Task item:
Please reproduce every record, keeping each one exactly as written.

Extracted records:
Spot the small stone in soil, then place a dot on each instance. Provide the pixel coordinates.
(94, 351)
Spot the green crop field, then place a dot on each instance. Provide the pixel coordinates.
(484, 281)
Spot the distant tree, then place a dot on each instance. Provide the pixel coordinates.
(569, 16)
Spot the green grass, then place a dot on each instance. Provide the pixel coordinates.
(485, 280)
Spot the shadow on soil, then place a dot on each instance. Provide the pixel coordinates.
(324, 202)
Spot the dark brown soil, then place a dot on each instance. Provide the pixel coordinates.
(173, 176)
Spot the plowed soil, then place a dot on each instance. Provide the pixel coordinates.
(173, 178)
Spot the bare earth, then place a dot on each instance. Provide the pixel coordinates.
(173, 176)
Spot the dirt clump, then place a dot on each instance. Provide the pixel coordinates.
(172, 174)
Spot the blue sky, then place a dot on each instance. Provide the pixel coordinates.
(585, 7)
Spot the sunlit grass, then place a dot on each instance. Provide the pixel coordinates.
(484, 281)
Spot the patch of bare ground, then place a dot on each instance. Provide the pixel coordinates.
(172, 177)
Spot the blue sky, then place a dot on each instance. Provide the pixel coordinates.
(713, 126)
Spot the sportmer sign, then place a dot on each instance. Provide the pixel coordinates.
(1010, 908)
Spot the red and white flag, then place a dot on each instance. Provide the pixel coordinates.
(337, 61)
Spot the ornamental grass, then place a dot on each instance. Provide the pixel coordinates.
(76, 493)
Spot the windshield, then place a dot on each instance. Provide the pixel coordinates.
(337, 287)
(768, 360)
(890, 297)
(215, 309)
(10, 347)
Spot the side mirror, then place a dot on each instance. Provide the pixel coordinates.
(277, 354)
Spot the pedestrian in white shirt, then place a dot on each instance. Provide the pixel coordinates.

Solution:
Spot the small stone in soil, then place a dot on each instance. Provide the pixel coordinates.
(94, 351)
Spot the green crop field, then place a dot on each instance. Provide the pixel coordinates.
(484, 281)
Spot the distant tree, then place a dot on each instance. Provide the pixel coordinates.
(569, 16)
Spot the green grass, then place a dot on each instance. Provide the pixel coordinates.
(485, 280)
Spot the shadow on soil, then place a dot on each instance. Provide the pixel coordinates.
(324, 202)
Spot the dark brown soil, then place a dot on each instance. Provide the pixel coordinates.
(173, 176)
Spot the plowed soil, then place a dot on each instance. Provide the pixel coordinates.
(173, 178)
Spot the bare earth, then place a dot on each instance. Provide the pixel coordinates.
(173, 176)
Spot the dirt clump, then place a dot on each instance. Provide the pixel coordinates.
(172, 174)
Spot the blue sky, then place a dot on each instance. Provide the pixel coordinates.
(585, 7)
Spot the sunlit grass, then place a dot on each instance. Provide the pixel coordinates.
(484, 281)
Spot the patch of bare ground, then place a dot on each instance. Provide the pixel coordinates.
(172, 177)
Spot the blue sky, then place a dot on each instance. Provide the pixel coordinates.
(713, 126)
Spot the sportmer sign, then place a dot on each instance. Provide the pixel coordinates.
(1010, 908)
Spot the red and white flag, then place a dot on each instance. Provide the pixel coordinates.
(337, 61)
Spot the ornamental grass, then place a dot on each instance. Provide the pixel coordinates.
(76, 493)
Spot the windshield, then place a dot on each instance. Provide the pixel coordinates.
(337, 287)
(768, 360)
(890, 297)
(215, 309)
(10, 347)
Spot the side mirror, then place a dot on each instance. Provide the pixel coordinates.
(277, 354)
Spot the pedestrian in white shirt, then place a dot on each instance. Provide the pixel coordinates.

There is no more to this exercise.